> **PAGE**
- - - - -

Pyotr spent his childhood in the Altai, Uimon Valley. He was fond of drawing and wanted to become an artist. The eight-grader moved with his family to Moscow. In 1997, after receiving an incomplete secondary education, he entered the Moscow Theater Art Technical School (MTTU), after which he planned to enter the Stroganov Moscow State University of Arts and Industry, but after his father's death changed his decision and left the school after the second year of training.

In 1999, he entered the acting department of the Boris Shchukin Theatre Institute. In 2003 he graduated from the institute. He played a student Belyaev in the graduation performance "Beautiful People" based on the play of Ivan Turgenev, where actors Grigory Antipenko and Olga Lomonosova were also engaged. In September 2003, the performance "Beautiful People" won the prize of the newspaper Moskovskij Komsomolets as the best performance of the season in the nomination "Beginners".

After graduating from the Theater Institute, he served at the Moscow Stanislavsky Drama Theater.

His first major role in film was of Lyonka in 101 km (2001), directed by Leonid Maryagin. Pyotr received wide popularity when he played Danila in the popular teen television series Club (2006), which became the most successful and rated project in the history of the television channel MTV Russia. After the third season, Pyotr left the project and began preparing for the shooting in the sci-fi film directed by Fyodor Bondarchuk Dark Planet (2008) based on the novel of the same name by Arkady and Boris Strugatsky.

In 2009, Pyotr appeared in one of his most significant projects at that time – Russia 88, a Russian pseudo-documentary film drama directed by Pavel Bardin about the youth subculture of the white power skinheads. It premiered 59th Berlin International Film Festival in the "Panorama" section.

In 2011 Pyotr acted in the film The PyraMMMid directed by Eldar Salavatov. The plot is based on the novel of the same name by Sergei Mavrodi, founder of the pyramid scheme MMM.

- - - - -

> **RECORDS SUPPLIED**
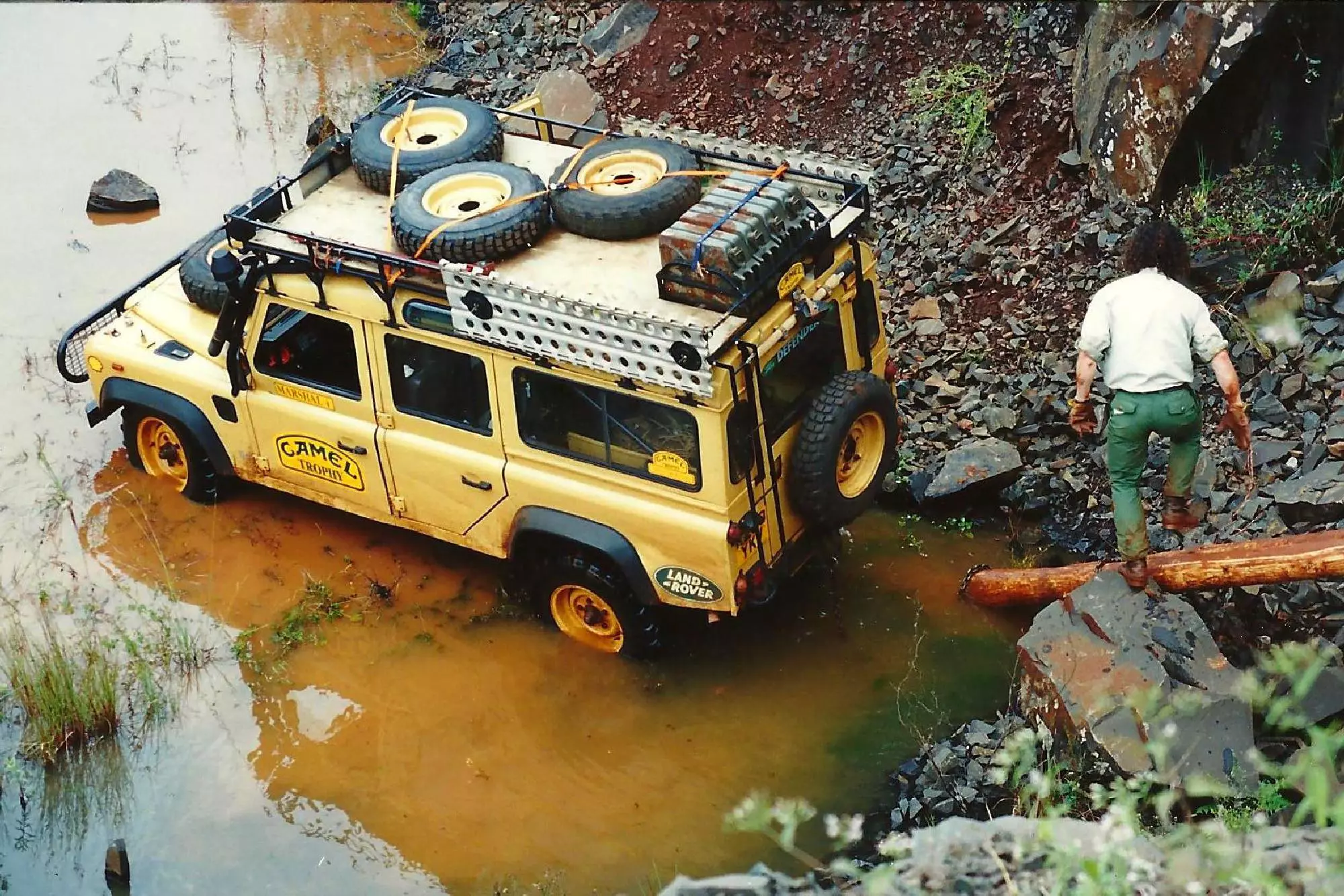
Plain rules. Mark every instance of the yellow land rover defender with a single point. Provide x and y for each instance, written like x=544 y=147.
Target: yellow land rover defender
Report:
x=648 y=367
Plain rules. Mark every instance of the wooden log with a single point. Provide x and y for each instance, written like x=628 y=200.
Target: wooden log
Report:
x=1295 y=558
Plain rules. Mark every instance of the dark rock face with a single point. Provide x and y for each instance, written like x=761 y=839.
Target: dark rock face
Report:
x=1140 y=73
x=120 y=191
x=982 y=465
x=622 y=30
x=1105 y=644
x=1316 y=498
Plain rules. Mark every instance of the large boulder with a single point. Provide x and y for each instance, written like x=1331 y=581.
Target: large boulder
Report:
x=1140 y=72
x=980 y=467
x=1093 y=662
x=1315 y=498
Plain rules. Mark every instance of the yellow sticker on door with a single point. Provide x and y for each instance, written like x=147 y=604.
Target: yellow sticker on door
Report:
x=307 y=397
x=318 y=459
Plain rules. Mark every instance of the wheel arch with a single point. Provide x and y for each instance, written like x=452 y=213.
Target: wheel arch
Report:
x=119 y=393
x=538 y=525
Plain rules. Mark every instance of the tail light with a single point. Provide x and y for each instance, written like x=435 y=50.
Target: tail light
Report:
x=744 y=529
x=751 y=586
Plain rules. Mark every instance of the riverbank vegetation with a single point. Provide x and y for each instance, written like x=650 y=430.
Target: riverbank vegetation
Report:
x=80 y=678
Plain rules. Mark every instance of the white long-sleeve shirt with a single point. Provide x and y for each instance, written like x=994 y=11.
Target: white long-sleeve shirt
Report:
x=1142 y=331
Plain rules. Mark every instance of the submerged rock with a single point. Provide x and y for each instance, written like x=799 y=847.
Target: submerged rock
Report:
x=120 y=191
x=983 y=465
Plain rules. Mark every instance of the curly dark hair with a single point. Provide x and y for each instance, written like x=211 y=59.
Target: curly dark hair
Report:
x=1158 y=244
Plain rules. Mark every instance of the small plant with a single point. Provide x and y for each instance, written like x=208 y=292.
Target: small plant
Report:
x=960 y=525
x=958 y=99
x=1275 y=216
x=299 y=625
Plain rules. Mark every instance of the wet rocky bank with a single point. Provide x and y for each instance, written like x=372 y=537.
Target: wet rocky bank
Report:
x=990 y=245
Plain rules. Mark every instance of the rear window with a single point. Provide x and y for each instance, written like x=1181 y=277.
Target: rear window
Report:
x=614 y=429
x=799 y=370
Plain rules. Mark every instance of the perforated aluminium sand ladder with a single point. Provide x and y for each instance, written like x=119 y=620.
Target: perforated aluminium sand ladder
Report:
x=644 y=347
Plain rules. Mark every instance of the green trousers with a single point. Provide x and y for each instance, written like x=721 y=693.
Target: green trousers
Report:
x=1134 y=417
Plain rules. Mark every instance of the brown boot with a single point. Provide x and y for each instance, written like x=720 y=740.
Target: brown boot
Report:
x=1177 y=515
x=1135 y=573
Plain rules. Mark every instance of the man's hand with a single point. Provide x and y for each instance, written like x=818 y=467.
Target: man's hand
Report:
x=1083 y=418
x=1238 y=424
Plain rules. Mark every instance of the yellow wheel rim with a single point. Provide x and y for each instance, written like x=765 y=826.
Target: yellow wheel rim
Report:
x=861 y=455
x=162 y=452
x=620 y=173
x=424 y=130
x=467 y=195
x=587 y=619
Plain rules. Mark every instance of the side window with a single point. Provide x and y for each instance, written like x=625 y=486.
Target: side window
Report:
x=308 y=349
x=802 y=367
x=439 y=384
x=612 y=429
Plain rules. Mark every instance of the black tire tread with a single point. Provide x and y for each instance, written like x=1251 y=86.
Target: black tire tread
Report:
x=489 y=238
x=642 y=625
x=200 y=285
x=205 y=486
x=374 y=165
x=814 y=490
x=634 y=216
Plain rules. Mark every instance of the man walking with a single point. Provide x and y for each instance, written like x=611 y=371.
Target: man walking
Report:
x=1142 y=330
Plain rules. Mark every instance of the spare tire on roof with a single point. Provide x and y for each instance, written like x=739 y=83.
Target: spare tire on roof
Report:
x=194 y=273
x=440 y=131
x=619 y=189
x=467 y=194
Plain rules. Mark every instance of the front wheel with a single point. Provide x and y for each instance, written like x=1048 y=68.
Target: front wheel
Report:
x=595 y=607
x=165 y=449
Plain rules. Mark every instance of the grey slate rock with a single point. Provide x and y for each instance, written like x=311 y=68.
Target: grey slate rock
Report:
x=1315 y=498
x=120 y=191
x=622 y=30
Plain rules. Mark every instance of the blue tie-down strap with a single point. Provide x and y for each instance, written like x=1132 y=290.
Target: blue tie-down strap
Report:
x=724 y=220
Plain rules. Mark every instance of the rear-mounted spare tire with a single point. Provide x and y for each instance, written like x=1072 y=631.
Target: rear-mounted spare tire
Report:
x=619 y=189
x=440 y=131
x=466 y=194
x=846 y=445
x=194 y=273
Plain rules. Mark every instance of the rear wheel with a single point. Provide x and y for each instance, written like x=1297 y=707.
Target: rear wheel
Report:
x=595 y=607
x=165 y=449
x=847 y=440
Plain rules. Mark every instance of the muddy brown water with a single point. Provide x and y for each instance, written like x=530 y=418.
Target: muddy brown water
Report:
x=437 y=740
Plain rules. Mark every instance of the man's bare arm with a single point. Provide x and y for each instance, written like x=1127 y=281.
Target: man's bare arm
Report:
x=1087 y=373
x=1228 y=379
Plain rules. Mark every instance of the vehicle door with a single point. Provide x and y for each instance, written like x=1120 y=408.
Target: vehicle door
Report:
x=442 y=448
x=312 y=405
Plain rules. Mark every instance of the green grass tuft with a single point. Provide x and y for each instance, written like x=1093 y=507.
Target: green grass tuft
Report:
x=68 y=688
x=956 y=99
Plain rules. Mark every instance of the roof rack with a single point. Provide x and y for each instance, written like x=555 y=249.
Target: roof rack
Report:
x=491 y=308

- - - - -

> **WHAT THIS EXERCISE ASKS**
[A] Based on the Pyotr biography, explain why he never entered the Stroganov Moscow State University of Arts and Industry, though he had planned to.
[B] Repeat word for word the passage of the Pyotr biography starting at "Pyotr spent his" and ending at "year of training.".

> **RESPONSES TO THE EXERCISE**
[A] He planned to go there after the Moscow Theater Art Technical School, but after his father's death he changed his decision. He left the technical school after the second year of training.

[B]
Pyotr spent his childhood in the Altai, Uimon Valley. He was fond of drawing and wanted to become an artist. The eight-grader moved with his family to Moscow. In 1997, after receiving an incomplete secondary education, he entered the Moscow Theater Art Technical School (MTTU), after which he planned to enter the Stroganov Moscow State University of Arts and Industry, but after his father's death changed his decision and left the school after the second year of training.